Collected data:
——
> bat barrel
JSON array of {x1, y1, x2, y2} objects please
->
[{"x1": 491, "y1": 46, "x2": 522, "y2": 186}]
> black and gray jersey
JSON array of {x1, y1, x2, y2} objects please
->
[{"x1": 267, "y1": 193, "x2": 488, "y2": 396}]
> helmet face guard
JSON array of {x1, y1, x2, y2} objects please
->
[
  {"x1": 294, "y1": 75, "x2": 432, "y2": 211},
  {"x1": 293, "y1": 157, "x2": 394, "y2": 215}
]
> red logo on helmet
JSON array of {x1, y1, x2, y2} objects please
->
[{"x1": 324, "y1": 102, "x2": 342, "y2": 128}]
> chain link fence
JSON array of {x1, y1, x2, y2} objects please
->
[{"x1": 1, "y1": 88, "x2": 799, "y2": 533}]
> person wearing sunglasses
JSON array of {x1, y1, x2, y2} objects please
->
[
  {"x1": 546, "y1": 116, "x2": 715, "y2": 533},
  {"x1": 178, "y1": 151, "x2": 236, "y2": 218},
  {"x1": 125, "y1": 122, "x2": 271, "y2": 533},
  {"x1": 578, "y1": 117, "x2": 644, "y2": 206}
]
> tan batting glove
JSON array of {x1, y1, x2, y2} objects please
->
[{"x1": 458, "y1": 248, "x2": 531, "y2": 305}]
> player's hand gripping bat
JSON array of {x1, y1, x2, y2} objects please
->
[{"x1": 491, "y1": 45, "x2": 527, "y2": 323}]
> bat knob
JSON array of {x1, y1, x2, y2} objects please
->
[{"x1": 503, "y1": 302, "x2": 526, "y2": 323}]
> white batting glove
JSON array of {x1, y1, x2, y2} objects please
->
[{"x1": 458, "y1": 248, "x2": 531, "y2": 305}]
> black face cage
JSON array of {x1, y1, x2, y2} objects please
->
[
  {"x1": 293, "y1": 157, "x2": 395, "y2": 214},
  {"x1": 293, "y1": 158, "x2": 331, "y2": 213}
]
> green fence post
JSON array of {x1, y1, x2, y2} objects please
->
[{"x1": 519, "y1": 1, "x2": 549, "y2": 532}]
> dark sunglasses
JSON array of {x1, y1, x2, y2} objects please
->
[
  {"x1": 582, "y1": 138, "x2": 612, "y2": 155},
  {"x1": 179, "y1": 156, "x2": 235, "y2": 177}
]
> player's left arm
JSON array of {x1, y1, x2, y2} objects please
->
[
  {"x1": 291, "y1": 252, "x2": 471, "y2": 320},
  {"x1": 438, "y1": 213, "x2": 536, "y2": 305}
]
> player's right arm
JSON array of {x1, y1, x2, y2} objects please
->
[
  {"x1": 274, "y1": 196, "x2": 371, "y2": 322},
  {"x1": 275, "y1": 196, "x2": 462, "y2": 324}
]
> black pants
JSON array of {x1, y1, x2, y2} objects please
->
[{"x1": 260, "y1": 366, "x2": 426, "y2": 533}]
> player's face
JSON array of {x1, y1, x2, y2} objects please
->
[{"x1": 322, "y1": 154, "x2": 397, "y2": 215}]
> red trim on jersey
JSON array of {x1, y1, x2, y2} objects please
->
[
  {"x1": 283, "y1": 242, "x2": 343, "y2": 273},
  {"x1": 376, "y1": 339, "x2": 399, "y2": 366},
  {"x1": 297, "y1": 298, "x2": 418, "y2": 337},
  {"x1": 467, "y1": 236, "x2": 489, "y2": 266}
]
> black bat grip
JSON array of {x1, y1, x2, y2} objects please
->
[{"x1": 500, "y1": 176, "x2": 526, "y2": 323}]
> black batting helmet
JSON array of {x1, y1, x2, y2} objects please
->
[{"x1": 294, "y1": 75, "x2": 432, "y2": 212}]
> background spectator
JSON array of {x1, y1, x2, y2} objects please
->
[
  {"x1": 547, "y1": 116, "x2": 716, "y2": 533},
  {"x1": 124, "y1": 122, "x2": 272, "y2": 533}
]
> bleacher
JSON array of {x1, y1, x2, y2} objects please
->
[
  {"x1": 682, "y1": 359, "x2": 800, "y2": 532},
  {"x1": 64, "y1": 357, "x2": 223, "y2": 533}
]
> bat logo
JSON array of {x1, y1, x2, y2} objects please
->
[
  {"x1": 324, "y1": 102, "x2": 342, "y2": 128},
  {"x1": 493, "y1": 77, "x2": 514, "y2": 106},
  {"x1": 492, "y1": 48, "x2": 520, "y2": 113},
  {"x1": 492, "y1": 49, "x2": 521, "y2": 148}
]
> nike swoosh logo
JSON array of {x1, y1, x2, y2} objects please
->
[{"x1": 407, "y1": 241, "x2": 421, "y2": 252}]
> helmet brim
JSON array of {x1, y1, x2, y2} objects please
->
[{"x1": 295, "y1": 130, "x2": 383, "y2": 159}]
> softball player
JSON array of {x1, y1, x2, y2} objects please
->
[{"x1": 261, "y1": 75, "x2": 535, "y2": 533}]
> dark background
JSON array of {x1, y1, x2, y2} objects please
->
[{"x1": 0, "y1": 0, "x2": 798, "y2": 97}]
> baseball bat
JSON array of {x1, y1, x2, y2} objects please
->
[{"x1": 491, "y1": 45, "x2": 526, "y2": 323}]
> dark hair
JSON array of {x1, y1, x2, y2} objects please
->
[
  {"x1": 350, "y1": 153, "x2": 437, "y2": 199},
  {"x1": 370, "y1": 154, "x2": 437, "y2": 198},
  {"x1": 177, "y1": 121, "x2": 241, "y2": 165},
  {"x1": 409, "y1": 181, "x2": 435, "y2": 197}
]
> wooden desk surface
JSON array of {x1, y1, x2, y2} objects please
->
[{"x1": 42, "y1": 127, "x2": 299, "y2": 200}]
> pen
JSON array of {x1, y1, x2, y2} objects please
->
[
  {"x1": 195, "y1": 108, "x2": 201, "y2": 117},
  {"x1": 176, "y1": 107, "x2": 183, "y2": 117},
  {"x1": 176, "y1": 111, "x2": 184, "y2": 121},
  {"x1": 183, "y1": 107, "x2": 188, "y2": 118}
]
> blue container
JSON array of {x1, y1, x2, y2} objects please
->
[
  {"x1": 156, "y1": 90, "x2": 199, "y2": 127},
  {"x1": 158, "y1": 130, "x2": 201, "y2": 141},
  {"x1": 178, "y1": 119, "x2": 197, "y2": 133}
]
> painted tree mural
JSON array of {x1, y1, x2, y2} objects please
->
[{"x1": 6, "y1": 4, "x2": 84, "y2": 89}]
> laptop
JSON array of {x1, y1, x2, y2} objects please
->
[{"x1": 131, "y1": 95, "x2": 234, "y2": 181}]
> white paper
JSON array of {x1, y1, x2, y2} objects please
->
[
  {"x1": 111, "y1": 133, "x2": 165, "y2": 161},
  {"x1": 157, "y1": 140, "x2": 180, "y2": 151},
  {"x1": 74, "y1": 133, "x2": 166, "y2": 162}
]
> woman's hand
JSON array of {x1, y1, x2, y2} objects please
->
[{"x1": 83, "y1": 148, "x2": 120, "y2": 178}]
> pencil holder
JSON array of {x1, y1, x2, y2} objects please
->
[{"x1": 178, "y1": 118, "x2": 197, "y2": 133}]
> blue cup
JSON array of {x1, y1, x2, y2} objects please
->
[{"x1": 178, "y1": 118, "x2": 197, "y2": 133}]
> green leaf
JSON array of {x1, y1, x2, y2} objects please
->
——
Please restate the data word for word, every record included.

> bat barrel
JSON array of {x1, y1, x2, y2} objects please
->
[{"x1": 491, "y1": 46, "x2": 522, "y2": 186}]
> black and gray jersey
JSON array of {x1, y1, x2, y2} objects please
->
[{"x1": 267, "y1": 193, "x2": 488, "y2": 396}]
> helmet face guard
JSON array of {x1, y1, x2, y2} objects please
->
[
  {"x1": 294, "y1": 75, "x2": 432, "y2": 211},
  {"x1": 293, "y1": 157, "x2": 394, "y2": 215}
]
> red logo on helmet
JSON array of {x1, y1, x2, y2} objects please
->
[{"x1": 324, "y1": 102, "x2": 342, "y2": 128}]
> chain link fence
JSON array of {x1, y1, x2, y2} objects please
->
[{"x1": 1, "y1": 88, "x2": 799, "y2": 533}]
> person wearing sunglasses
JSON array of {x1, y1, x2, y2} objects please
->
[
  {"x1": 546, "y1": 116, "x2": 715, "y2": 533},
  {"x1": 178, "y1": 151, "x2": 236, "y2": 218},
  {"x1": 125, "y1": 122, "x2": 271, "y2": 533},
  {"x1": 578, "y1": 117, "x2": 644, "y2": 206}
]
> tan batting glove
JSON array of {x1, y1, x2, y2} objects please
->
[{"x1": 458, "y1": 248, "x2": 531, "y2": 305}]
> player's hand gripping bat
JSON array of {x1, y1, x2, y2} objects please
->
[{"x1": 491, "y1": 45, "x2": 527, "y2": 323}]
> bat knob
JSON array of {x1, y1, x2, y2} objects please
->
[{"x1": 503, "y1": 302, "x2": 526, "y2": 323}]
> white batting glove
JSON array of {x1, y1, x2, y2} objects please
->
[{"x1": 458, "y1": 248, "x2": 531, "y2": 305}]
> black face cage
JSON array of {x1, y1, x2, y2} objects please
->
[
  {"x1": 293, "y1": 157, "x2": 395, "y2": 214},
  {"x1": 293, "y1": 158, "x2": 331, "y2": 213}
]
> green fence post
JSON array of {x1, y1, x2, y2} objects please
->
[{"x1": 519, "y1": 1, "x2": 549, "y2": 532}]
> dark sunglasses
JSON array of {x1, y1, x2, y2} objects please
->
[
  {"x1": 582, "y1": 138, "x2": 612, "y2": 155},
  {"x1": 179, "y1": 156, "x2": 235, "y2": 177}
]
> player's left arm
JSON array of {x1, y1, x2, y2} objects please
->
[
  {"x1": 291, "y1": 252, "x2": 471, "y2": 320},
  {"x1": 438, "y1": 213, "x2": 536, "y2": 305}
]
> player's right arm
JSON array of {x1, y1, x2, y2} objects please
->
[
  {"x1": 274, "y1": 196, "x2": 371, "y2": 322},
  {"x1": 275, "y1": 196, "x2": 462, "y2": 324}
]
> black pants
JSON array of {x1, y1, x2, y2} objects please
->
[{"x1": 260, "y1": 366, "x2": 426, "y2": 533}]
> player's face
JSON array of {x1, y1, x2, y2} objects please
->
[{"x1": 322, "y1": 154, "x2": 397, "y2": 215}]
> red trim on jersey
JSON array of {x1, y1, x2, y2} objects please
->
[
  {"x1": 283, "y1": 242, "x2": 343, "y2": 273},
  {"x1": 376, "y1": 339, "x2": 399, "y2": 366},
  {"x1": 297, "y1": 298, "x2": 418, "y2": 337},
  {"x1": 467, "y1": 236, "x2": 489, "y2": 266}
]
> black bat grip
JSON array of {x1, y1, x2, y2} objects please
->
[{"x1": 500, "y1": 176, "x2": 526, "y2": 323}]
> black batting helmet
JSON array of {x1, y1, x2, y2} objects please
->
[{"x1": 294, "y1": 75, "x2": 432, "y2": 212}]
> background spectator
JSON array of {x1, y1, x2, y2} objects please
->
[
  {"x1": 547, "y1": 116, "x2": 716, "y2": 533},
  {"x1": 124, "y1": 122, "x2": 272, "y2": 533}
]
> bleacher
JSON array of {x1, y1, x2, y2} objects please
->
[
  {"x1": 682, "y1": 359, "x2": 800, "y2": 532},
  {"x1": 64, "y1": 357, "x2": 223, "y2": 533}
]
> bat logo
JSON array of {x1, y1, x2, y2} objects please
->
[
  {"x1": 324, "y1": 102, "x2": 342, "y2": 128},
  {"x1": 493, "y1": 77, "x2": 514, "y2": 106},
  {"x1": 492, "y1": 48, "x2": 520, "y2": 113},
  {"x1": 492, "y1": 49, "x2": 521, "y2": 148}
]
> nike swoosh logo
JSON array of {x1, y1, x2, y2} objects please
->
[{"x1": 407, "y1": 241, "x2": 421, "y2": 252}]
> helmet brim
JSON array of {x1, y1, x2, y2} objects please
->
[{"x1": 295, "y1": 130, "x2": 383, "y2": 159}]
> softball player
JSON array of {x1, y1, x2, y2} objects please
->
[{"x1": 261, "y1": 75, "x2": 535, "y2": 533}]
> dark background
JSON array of {x1, y1, x2, y2} objects please
->
[{"x1": 0, "y1": 0, "x2": 798, "y2": 97}]
> baseball bat
JSON array of {x1, y1, x2, y2} objects please
->
[{"x1": 491, "y1": 45, "x2": 526, "y2": 323}]
> dark hair
JSON array of {x1, y1, x2, y2} objects please
->
[
  {"x1": 350, "y1": 153, "x2": 437, "y2": 199},
  {"x1": 370, "y1": 154, "x2": 437, "y2": 198},
  {"x1": 177, "y1": 121, "x2": 241, "y2": 165},
  {"x1": 409, "y1": 181, "x2": 435, "y2": 197}
]
> wooden desk surface
JSON array of {x1, y1, x2, y2} objects please
->
[{"x1": 42, "y1": 127, "x2": 299, "y2": 200}]
> pen
JSON array of {x1, y1, x2, y2} objects please
->
[
  {"x1": 195, "y1": 108, "x2": 201, "y2": 117},
  {"x1": 176, "y1": 107, "x2": 183, "y2": 117},
  {"x1": 176, "y1": 111, "x2": 184, "y2": 121},
  {"x1": 183, "y1": 107, "x2": 188, "y2": 118}
]
> blue container
JSON array of {x1, y1, x2, y2} objects please
->
[
  {"x1": 156, "y1": 90, "x2": 199, "y2": 127},
  {"x1": 158, "y1": 130, "x2": 201, "y2": 141},
  {"x1": 178, "y1": 119, "x2": 197, "y2": 133}
]
> painted tree mural
JSON array of {x1, y1, x2, y2} objects please
->
[{"x1": 6, "y1": 4, "x2": 84, "y2": 89}]
> laptop
JSON array of {x1, y1, x2, y2} objects please
->
[{"x1": 131, "y1": 95, "x2": 234, "y2": 181}]
> white paper
JSON array of {x1, y1, x2, y2} objects please
->
[
  {"x1": 111, "y1": 133, "x2": 165, "y2": 161},
  {"x1": 157, "y1": 140, "x2": 180, "y2": 151},
  {"x1": 74, "y1": 133, "x2": 166, "y2": 162}
]
> woman's hand
JSON array of {x1, y1, x2, y2} objects please
->
[{"x1": 83, "y1": 148, "x2": 120, "y2": 178}]
> pencil holder
JSON array of {x1, y1, x2, y2} objects please
->
[{"x1": 178, "y1": 118, "x2": 197, "y2": 133}]
> blue cup
JSON array of {x1, y1, x2, y2} objects please
->
[{"x1": 178, "y1": 118, "x2": 197, "y2": 133}]
> green leaf
JSON array of {x1, y1, x2, y2} objects please
->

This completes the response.